==== Page excerpt
Liverpool's Aggressive Rebuild: Iraola Targets Diomande and Eichhorn
Liverpool have wasted no time showing Andoni Iraola exactly what kind of club he has walked into. Less than 24 hours after confirming the Spaniard on a two-year deal as Arne Slot’s successor, the machinery behind the scenes is already whirring at full tilt.
This is not a gentle reset. It can’t be.
Andy Robertson, Mohamed Salah and Ibrahima Konaté have all walked away for nothing, stripping experience, leadership and star power from a squad that slipped to fifth in the Premier League. The message from the boardroom is clear: the rebuild starts now, and it starts aggressively.
Diomande: the first big swing after Salah
The most pressing question hangs over the right flank. How do you even begin to replace Salah?
Liverpool’s answer, at least in part, is Yan Diomande. The club are in contact with RB Leipzig over the teenage winger, with David Ornstein reporting that talks are under way as the Merseysiders explore a deal for one of Europe’s most explosive young attackers.
Leipzig are digging in. They are determined not to sell and have armed themselves with a huge asking price, ready to demand around £112m for the Ivory Coast international if they soften their stance. That figure alone tells you how highly he is regarded in Saxony.
Liverpool, though, sense an opening. They are understood to be ahead of Paris Saint-Germain in the chase, helped by the player’s remarkable breakthrough season. At just 19, Diomande has produced 13 goals and 10 assists in what is effectively his first full campaign at senior level, a return that has lit up the Bundesliga and made recruitment departments across Europe sit up.
========
▶ _Task list_:
A. Name the players who, according to the Liverpool rebuild article, have left the club for nothing.
B. From the Liverpool rebuild article, quote the stretch from "Andy Robertson, Mohamed" through "explosive young attackers.".
==== Supplied data
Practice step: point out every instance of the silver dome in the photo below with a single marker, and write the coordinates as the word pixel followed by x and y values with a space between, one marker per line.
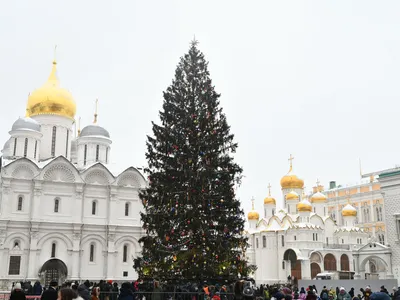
========
▶ _Set of answers_:
A. Andy Robertson, Mohamed Salah, Ibrahima Konaté

B.
Andy Robertson, Mohamed Salah and Ibrahima Konaté have all walked away for nothing, stripping experience, leadership and star power from a squad that slipped to fifth in the Premier League. The message from the boardroom is clear: the rebuild starts now, and it starts aggressively.
Diomande: the first big swing after Salah
The most pressing question hangs over the right flank. How do you even begin to replace Salah?
Liverpool’s answer, at least in part, is Yan Diomande. The club are in contact with RB Leipzig over the teenage winger, with David Ornstein reporting that talks are under way as the Merseysiders explore a deal for one of Europe’s most explosive young attackers.